> Document segment
++++

In the course of complaining to me about my admittedly extensive coverage of the Redskins name issue over the past 18 months, many fans have taken the same approach one e-mailer adopted this week:
I get that you guys have to write about hot topics and especially ones that are going to draw readers’ attention….I’m just so sick of the name issue….Like your articles say in the beginning don’t continue to read if you don’t want to hear about the name issue. As a life long diehard redskins fan it’s quite annoying that after so long it’s just now becoming such an issue.
I’ve gotten the same frustrated question on Twitter, via e-mail and in our comments section again and again in recent months: how did a word that was not offensive for 75 or 80 years suddenly become offensive in 2013?
Now, I’m not saying the word is offensive or that it’s not offensive. I really have no idea. But the above exhortation is an a historical argument. And as someone who has now spent way too much time reading about this issue, that nags at me a little.

++++

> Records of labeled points
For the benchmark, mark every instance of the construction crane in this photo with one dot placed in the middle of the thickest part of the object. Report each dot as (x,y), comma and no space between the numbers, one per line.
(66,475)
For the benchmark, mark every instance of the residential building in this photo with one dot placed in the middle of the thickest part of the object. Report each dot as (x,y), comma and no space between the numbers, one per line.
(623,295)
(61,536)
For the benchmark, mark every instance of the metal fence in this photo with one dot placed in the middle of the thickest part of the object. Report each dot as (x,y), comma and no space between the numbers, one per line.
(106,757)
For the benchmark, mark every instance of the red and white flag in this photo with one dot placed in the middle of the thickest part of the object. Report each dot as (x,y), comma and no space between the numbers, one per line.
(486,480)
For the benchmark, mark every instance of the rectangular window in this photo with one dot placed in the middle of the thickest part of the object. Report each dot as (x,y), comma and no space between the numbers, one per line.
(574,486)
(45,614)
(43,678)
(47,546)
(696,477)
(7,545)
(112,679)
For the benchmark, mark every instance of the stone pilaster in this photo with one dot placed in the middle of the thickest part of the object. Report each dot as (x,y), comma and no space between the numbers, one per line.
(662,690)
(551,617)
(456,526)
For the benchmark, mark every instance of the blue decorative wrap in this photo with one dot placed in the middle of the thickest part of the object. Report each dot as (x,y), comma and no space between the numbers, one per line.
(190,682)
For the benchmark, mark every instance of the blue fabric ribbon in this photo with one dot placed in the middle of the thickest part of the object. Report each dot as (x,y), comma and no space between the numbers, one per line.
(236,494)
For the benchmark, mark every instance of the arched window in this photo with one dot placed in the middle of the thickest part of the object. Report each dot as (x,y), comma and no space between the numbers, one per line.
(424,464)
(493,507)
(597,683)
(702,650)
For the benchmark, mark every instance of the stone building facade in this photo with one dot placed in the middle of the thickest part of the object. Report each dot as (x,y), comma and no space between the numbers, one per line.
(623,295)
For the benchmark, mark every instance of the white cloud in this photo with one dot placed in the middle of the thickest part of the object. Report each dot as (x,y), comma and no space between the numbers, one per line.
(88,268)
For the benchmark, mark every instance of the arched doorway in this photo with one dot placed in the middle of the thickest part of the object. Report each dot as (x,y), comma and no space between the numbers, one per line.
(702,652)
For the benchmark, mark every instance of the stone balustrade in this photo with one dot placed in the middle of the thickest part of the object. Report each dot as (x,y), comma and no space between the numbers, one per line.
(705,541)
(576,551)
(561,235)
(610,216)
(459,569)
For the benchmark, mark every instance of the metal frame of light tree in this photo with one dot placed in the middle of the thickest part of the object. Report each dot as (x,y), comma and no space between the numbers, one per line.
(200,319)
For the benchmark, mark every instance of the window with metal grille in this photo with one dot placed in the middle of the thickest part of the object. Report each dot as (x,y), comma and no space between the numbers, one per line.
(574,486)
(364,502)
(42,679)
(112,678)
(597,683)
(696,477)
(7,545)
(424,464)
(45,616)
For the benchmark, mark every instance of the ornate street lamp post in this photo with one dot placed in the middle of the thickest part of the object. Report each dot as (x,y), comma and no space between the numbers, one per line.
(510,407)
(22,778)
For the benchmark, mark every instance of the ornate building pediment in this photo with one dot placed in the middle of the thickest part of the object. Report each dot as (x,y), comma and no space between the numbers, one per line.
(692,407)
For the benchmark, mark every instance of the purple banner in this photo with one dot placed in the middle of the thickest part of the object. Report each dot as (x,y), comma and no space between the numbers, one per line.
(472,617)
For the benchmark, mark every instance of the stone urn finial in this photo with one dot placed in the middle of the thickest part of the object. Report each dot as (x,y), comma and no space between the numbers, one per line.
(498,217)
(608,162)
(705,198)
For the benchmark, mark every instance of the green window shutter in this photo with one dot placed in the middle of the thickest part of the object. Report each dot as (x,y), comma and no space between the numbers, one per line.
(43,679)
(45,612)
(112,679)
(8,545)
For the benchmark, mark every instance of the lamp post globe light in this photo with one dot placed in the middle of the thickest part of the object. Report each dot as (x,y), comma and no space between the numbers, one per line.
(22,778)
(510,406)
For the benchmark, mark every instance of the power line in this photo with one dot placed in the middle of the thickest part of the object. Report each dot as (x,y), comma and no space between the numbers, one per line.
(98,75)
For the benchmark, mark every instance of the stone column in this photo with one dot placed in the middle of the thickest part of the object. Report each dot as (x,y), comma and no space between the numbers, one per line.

++++

> Requirements
[a] According to the piece on the Redskins name issue, over what period has the writer's coverage of the subject been extensive?
[b] Go on with the piece on the Redskins name issue from the point where it stops.
The records have no connection to the text.

> Expected outputs
[a] The past 18 months.

[b]
The Redskins name issue, in fact, drew quite a bit of press in 1972, when the team president, part-owner and point man on this was Edward Bennett Williams, and when many ethnic advocacy groups were in their infancy. That means the protests have been going on for at least 42 years — or longer than the team existed before the protests. The name, in other words, has been an issue for more than half the team’s existence.
I have no idea how that would or should affect any of the arguments on either side. Likely not at all. But I wanted to put this out there, because I prefer arguments be historically accurate when possible.
Many of the following articles have been shortened for length; if anyone demands full versions of anything, you know how to ask. And in the interest of full disclosure, I came across these clips while looking at the massive filing from Native Americans who are challenging the Redskins’ trademarks, since I don’t otherwise have ready access to several of these extinct publications. I found that filing on my own, and have not communicated with anyone involved in that challenge, or with the NFL’s defense.
“Redskins/Rednecks,” by Tom Quinn, Washington Daily News, November 1971
Imagine the Syracuse University Orangemen called instead the Syracuse Kikes. The football players have little cash registers painted on the sides of their helmets. When the team wins, the student body stands up and shouts in unison, “Such a Deal!”
Repugnant? Cruel anti-semitism? What, then would be the reaction if, say, for just one game Ole Miss called itself The Darkies and dressed its cheerleaders up like Aunt Jemima shuffling to a Motown version of “Old Black Joe?”
That could be a mockery, eh?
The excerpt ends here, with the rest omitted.